▸ **Problem to work on**
Produce an exact transcription of the data, with the images left out.

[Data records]
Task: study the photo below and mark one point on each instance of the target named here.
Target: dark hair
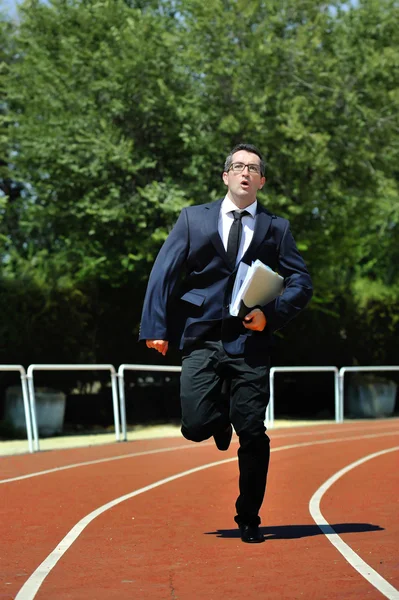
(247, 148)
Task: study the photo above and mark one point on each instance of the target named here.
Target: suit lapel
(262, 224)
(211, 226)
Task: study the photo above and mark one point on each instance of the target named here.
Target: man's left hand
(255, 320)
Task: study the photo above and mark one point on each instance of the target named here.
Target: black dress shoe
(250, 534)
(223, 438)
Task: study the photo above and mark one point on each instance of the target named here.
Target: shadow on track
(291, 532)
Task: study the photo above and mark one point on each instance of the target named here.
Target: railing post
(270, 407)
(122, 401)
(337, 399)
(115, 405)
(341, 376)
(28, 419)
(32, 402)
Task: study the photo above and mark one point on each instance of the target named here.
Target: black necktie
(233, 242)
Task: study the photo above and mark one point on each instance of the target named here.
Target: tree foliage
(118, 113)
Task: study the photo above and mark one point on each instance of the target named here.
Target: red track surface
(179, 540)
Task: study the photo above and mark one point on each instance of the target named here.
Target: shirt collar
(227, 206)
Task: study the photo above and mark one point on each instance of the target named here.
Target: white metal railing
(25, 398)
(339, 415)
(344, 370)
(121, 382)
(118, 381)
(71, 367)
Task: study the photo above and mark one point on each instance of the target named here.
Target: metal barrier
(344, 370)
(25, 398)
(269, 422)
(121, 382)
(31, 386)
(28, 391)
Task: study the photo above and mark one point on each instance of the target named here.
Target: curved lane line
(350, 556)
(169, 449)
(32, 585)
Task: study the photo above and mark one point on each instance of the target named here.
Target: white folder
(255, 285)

▸ **Exercise solution**
Task: study the photo below and mark one point on each instance of the target named here.
Target: dark hair
(247, 148)
Task: study the photo above and mark one point on each instance of the target named here.
Target: suit lapel
(262, 224)
(211, 226)
Task: study the photo above and mark one point on each instance of the target named here.
Target: man's left hand
(255, 320)
Task: study the photo above and mark one point on each instance of the target named here.
Target: black dress shoe
(250, 534)
(223, 438)
Task: study the photo above and mark one point on each instance of the target named here.
Target: shadow on track
(291, 532)
Task: study the photo above and mark one point on each instance of the target named here.
Target: railing post
(270, 407)
(122, 401)
(337, 399)
(115, 405)
(341, 376)
(28, 419)
(32, 402)
Task: study the photo above and mark one point on each instance of the target named here.
Target: black necktie
(233, 242)
Task: study the photo above and mark one point on each instance of the target named here.
Target: tree foliage
(118, 113)
Task: study the photo above and mark one point on each instance of the target named here.
Target: red track surface
(179, 540)
Task: study the photo above and mark one point on each instance of the target named here.
Target: shirt collar
(227, 206)
Task: study the photo above and mark one point on each instance of the target named here.
Target: white metal railing
(25, 398)
(339, 415)
(344, 370)
(121, 382)
(118, 381)
(71, 367)
Task: study the photo above and mark one point on each instance of the target named here.
Target: metal barrier
(344, 370)
(25, 398)
(269, 422)
(121, 382)
(31, 386)
(28, 391)
Task: study the photo above and mark one point on each instance of the target named here.
Target: curved lane line
(350, 556)
(169, 449)
(32, 585)
Task: study the photo above and mark one point on each instance of the target named here.
Target: white folder
(255, 285)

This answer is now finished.